PAGE EXTRACT:
++++
That’s the assessment of scholars and firsthand observers who have evaluated the varieties of religious expression.
“Fundamentalism worldwide is religious anti-modernism,” noted Roger Olson, professor of theology at Baylor University’s George W. Truett Theological Seminary.
“Fundamentalism reacts against various types of modernity,” echoed Bill Leonard, a church historian and dean of the Wake Forest University Divinity School.
Whether it’s Baptist preachers J. Frank Norris and Jerry Falwell calling America to return to pre-scientific Christianity or Ayatollah Khomeini and Muqtada al-Sadr calling Muslims to resist the intrusion of Western decadence, fundamentalism finds a home in most major faith groups.
“In Christianity and Judaism, the battle with modernity in terms of elaborate militancy is the battle against pluralism -- the idea there are multiple ways to come to faith and that a given religion must come to terms with, and indeed conform to, society,” Leonard explained.
The battle extends all the way back to 17th-century England and “a very painful process in the struggle between religious establishments and religious dissenters,” he said, an observation affirmed by Olson.
The battle raged on American soil about a century ago, when Protestant fundamentalism resisted “the liberal modernist effort to change theology in light of new scientific and rationalist theses,” Leonard added.
So, the more recent rise of Islamic fundamentalism is neither unique nor surprising in the relatively younger faith, he added. “Militant action against dissent and pluralism and certainly modernity has worked itself through major elements of Christianity worldwide. … The Muslims are just now confronting that.”
And Muslims aren’t alone, said Rick Shaw, a former missionary who now is dean of Wayland Baptist University’s Kenya campus. He has seen radicalism not only among Christians and Muslims, but also Hindus.
++++
RECORD LIST:
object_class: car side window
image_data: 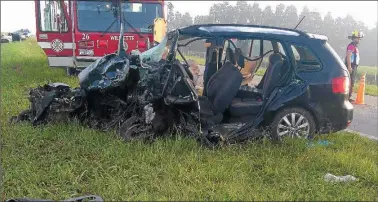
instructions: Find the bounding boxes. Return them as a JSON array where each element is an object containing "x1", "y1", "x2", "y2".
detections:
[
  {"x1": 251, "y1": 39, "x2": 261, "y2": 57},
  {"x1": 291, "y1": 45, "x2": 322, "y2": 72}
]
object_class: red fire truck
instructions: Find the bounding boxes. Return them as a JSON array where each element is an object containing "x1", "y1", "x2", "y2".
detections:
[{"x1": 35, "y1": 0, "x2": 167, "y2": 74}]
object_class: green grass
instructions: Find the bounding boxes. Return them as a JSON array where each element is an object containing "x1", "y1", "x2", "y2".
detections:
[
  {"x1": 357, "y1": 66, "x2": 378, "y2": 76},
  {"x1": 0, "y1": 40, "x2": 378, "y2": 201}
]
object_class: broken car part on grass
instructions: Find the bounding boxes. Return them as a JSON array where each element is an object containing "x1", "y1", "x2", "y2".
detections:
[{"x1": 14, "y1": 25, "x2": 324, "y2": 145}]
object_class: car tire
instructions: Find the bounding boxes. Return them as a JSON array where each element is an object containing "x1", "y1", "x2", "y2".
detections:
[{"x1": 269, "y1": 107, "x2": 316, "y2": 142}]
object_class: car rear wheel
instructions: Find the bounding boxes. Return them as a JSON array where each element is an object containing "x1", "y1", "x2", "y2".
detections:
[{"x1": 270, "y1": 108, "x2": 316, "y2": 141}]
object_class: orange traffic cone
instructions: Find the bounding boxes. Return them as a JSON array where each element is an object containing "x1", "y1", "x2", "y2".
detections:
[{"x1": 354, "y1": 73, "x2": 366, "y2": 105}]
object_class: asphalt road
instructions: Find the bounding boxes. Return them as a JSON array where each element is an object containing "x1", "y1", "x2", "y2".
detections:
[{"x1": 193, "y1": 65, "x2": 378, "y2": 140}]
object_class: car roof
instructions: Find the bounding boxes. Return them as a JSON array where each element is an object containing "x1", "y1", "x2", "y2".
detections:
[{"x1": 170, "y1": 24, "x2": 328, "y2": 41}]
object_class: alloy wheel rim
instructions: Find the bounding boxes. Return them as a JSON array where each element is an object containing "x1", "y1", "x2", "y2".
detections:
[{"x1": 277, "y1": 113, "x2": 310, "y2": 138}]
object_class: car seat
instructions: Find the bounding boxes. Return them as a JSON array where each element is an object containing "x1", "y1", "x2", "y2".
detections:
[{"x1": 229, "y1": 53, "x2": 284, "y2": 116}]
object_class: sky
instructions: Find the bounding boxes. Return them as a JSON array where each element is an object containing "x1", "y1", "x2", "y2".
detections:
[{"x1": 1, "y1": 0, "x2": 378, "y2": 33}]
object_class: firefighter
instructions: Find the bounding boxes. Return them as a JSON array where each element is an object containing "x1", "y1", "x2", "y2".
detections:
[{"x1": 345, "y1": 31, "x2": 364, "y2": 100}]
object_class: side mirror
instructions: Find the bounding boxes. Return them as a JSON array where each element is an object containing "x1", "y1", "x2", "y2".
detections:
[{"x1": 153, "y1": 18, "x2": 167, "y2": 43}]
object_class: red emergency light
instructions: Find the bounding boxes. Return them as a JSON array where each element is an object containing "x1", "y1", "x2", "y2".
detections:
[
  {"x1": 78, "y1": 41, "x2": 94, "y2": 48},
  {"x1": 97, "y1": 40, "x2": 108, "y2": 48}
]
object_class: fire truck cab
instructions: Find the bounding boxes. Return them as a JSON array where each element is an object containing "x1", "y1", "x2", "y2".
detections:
++++
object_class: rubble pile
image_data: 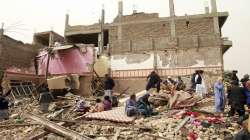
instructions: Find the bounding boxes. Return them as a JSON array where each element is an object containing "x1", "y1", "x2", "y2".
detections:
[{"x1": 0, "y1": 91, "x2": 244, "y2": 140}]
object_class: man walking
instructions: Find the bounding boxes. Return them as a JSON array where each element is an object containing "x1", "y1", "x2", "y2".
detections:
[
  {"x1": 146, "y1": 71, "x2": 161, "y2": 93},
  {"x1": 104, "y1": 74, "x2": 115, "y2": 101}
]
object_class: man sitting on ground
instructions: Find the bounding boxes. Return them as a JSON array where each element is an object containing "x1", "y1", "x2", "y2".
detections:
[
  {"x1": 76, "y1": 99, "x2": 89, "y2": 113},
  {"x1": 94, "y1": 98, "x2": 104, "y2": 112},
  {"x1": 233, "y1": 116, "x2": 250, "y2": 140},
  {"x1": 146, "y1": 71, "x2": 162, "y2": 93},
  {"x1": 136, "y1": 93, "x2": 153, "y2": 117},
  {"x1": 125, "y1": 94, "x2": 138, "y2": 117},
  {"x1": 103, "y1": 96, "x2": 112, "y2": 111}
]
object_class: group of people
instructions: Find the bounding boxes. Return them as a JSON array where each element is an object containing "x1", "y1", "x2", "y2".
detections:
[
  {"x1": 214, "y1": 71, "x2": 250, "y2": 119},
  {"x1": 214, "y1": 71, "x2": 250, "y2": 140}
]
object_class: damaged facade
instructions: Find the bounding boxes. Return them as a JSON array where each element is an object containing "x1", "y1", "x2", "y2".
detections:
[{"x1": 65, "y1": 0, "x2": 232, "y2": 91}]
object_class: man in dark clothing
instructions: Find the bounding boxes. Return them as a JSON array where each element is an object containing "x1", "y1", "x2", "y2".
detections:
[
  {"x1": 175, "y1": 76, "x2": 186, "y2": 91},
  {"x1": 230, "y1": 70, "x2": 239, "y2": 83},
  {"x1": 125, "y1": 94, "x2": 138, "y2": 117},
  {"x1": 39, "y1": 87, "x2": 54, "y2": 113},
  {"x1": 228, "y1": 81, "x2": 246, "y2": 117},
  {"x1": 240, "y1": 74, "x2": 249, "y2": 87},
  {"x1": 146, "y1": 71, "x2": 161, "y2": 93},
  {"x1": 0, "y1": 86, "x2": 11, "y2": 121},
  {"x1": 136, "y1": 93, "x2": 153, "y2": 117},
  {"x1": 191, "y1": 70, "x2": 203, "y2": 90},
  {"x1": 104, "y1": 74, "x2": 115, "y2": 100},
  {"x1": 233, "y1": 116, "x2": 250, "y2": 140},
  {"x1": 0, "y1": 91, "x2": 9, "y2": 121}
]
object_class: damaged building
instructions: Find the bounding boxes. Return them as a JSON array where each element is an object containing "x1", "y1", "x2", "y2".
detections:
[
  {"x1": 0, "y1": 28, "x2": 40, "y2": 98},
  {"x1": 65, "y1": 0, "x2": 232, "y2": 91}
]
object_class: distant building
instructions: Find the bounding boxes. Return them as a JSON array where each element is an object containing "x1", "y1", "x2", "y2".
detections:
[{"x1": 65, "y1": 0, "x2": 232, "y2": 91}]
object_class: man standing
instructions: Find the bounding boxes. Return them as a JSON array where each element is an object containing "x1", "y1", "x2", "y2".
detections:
++++
TASK PROMPT: List every person named in the passage on fundamentalism above.

SOLUTION TO THIS TASK: Roger Olson, Bill Leonard, J. Frank Norris, Jerry Falwell, Ayatollah Khomeini, Muqtada al-Sadr, Rick Shaw